### INSTRUCTIONS FOR THE TASK
Exactly reproduce the lines from the one holding "the black trousers" through the final line of the listing below, with both ends included and nothing else.

### INPUT FOR THIS TASK
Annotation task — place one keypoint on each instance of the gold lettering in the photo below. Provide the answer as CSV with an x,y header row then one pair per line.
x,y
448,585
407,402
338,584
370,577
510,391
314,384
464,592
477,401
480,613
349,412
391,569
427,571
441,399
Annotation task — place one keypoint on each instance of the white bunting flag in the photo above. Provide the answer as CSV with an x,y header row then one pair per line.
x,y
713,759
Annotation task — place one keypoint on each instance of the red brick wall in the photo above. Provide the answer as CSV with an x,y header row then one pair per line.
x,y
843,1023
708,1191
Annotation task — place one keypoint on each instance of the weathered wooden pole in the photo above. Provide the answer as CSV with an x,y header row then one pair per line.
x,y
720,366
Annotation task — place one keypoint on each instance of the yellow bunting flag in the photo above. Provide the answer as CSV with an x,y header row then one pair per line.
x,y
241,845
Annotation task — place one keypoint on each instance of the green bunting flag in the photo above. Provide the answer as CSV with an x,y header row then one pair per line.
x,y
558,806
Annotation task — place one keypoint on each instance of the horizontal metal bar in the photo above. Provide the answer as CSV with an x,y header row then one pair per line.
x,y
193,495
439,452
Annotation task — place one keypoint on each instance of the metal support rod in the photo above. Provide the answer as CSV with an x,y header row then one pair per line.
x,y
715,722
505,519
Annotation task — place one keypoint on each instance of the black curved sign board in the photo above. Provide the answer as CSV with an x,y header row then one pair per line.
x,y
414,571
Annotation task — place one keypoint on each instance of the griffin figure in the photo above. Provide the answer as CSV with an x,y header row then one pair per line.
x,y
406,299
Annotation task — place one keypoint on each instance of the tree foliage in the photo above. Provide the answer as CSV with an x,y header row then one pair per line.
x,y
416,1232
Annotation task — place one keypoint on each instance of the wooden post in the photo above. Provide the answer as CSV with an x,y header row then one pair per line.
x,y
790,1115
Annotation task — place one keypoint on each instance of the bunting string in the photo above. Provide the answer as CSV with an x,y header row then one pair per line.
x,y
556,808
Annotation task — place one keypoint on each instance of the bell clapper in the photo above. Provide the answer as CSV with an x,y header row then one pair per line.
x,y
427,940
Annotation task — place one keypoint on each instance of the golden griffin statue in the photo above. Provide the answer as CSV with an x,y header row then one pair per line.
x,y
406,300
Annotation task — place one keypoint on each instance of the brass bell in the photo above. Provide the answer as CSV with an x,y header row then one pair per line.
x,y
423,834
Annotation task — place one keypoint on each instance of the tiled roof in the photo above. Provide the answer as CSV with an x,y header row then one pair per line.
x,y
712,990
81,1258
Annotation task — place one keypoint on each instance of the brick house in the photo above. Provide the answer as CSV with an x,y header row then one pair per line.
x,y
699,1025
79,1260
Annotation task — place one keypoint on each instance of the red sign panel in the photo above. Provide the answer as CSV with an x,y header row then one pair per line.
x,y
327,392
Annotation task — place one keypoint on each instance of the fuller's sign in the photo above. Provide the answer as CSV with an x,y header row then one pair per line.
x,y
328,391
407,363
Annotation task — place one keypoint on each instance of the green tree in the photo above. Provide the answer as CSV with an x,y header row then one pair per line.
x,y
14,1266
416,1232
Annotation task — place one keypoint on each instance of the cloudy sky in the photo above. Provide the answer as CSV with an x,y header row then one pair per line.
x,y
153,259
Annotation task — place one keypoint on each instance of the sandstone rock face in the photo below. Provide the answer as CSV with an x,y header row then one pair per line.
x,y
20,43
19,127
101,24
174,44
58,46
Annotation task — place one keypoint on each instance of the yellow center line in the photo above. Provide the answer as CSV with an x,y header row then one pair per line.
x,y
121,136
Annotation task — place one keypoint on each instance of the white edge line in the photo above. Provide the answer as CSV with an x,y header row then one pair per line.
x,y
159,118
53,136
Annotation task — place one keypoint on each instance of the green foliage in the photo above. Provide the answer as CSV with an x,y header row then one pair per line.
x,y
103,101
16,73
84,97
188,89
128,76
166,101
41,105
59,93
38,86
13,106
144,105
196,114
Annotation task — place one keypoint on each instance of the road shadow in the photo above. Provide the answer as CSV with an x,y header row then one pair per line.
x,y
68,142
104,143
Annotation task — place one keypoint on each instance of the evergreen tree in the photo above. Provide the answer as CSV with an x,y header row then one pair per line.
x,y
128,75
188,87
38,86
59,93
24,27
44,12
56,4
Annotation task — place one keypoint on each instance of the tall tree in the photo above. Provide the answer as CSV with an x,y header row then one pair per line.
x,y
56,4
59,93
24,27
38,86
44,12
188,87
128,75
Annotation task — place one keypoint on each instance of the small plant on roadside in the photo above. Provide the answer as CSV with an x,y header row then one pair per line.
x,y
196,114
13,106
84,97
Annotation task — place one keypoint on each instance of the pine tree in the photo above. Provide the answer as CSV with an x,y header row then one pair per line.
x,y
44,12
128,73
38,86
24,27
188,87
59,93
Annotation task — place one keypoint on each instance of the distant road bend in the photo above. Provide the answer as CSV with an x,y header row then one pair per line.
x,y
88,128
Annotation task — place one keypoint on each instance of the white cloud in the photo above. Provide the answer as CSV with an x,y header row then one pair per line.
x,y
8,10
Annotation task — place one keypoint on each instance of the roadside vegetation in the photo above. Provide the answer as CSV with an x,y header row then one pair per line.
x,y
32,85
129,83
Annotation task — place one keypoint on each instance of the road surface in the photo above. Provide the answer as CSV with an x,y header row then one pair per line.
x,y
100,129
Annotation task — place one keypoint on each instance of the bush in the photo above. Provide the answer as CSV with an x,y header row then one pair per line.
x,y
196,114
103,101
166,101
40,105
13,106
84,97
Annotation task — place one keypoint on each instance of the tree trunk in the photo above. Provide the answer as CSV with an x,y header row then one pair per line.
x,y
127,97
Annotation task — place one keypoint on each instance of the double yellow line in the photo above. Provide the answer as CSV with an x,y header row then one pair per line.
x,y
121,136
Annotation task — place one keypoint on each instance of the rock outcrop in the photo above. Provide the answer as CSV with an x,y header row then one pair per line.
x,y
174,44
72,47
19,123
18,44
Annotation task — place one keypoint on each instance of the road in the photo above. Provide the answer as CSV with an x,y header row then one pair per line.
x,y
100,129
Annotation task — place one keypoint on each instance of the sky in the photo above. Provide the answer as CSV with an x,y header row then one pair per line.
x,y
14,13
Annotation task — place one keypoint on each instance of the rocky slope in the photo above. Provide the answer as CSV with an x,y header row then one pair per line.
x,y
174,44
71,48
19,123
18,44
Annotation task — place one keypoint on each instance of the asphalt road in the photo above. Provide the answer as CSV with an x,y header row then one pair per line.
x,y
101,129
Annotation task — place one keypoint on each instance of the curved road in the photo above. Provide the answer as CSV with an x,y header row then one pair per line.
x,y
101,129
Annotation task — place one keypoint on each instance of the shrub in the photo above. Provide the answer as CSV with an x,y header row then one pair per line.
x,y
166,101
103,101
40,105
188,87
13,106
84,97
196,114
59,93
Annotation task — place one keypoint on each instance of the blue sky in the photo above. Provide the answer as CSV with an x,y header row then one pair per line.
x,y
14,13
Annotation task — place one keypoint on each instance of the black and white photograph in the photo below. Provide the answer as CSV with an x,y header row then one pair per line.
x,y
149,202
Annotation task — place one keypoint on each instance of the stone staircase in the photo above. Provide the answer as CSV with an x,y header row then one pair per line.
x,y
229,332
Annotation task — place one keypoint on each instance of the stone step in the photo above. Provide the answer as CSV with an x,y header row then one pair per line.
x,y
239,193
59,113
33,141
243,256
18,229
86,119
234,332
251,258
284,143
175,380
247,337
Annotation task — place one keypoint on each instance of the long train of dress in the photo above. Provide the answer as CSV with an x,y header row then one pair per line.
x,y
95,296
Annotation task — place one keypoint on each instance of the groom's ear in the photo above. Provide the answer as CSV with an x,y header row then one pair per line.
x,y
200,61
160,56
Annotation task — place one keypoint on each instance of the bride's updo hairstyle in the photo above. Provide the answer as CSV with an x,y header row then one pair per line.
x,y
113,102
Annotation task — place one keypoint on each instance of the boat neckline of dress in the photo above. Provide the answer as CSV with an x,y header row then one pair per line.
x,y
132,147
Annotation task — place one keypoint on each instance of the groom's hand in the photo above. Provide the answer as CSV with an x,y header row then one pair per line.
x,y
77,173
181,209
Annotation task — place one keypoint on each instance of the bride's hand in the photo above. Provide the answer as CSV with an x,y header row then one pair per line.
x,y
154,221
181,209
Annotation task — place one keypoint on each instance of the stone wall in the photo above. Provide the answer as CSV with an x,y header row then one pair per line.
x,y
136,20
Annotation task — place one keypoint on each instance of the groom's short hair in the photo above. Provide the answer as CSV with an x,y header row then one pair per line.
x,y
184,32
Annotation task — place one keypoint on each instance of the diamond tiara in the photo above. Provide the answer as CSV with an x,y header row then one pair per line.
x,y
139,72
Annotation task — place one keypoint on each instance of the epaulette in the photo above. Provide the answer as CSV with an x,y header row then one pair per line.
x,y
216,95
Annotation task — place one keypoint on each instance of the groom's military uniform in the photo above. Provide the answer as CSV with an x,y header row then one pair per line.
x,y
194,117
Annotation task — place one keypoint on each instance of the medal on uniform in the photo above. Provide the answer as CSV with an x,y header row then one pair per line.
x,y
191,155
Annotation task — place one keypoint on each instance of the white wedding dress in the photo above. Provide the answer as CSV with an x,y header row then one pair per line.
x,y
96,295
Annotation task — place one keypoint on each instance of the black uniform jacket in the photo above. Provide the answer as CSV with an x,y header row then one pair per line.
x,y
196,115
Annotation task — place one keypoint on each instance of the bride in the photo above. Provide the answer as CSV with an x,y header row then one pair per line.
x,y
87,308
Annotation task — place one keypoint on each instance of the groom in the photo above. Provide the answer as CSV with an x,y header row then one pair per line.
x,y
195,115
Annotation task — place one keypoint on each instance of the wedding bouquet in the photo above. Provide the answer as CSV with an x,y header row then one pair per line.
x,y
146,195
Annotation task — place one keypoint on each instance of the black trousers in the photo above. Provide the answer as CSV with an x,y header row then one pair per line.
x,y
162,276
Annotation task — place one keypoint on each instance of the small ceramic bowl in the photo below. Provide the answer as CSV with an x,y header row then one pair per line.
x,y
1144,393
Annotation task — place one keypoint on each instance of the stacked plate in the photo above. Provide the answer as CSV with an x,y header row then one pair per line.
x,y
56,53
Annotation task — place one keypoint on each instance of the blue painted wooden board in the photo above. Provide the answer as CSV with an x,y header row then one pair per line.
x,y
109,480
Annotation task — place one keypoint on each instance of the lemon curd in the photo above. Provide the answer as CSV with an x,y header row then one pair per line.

### FINISHED TASK
Annotation task — place one keypoint on each instance of the black trousers in the photo above. Provide the answer as CSV with an x,y header row then one pair per line.
x,y
162,276
Annotation task — place one keypoint on each instance of the small ceramic bowl in the photo below. Provide the answer as CSV with an x,y header row then one pair per line.
x,y
1144,393
Annotation task — place one keypoint on each instance of the stacked plate in the photo above. Provide the answer as CSV with an x,y header row then one pair per line.
x,y
56,53
Annotation task — place one keypoint on each instance of the blue painted wooden board in the photo above. Provide the answer as CSV with an x,y header row then one pair per line.
x,y
109,480
Annotation task — place one keypoint on each instance of the lemon curd in the photo above. Provide the answer as CSV with an x,y header row then one pair per line.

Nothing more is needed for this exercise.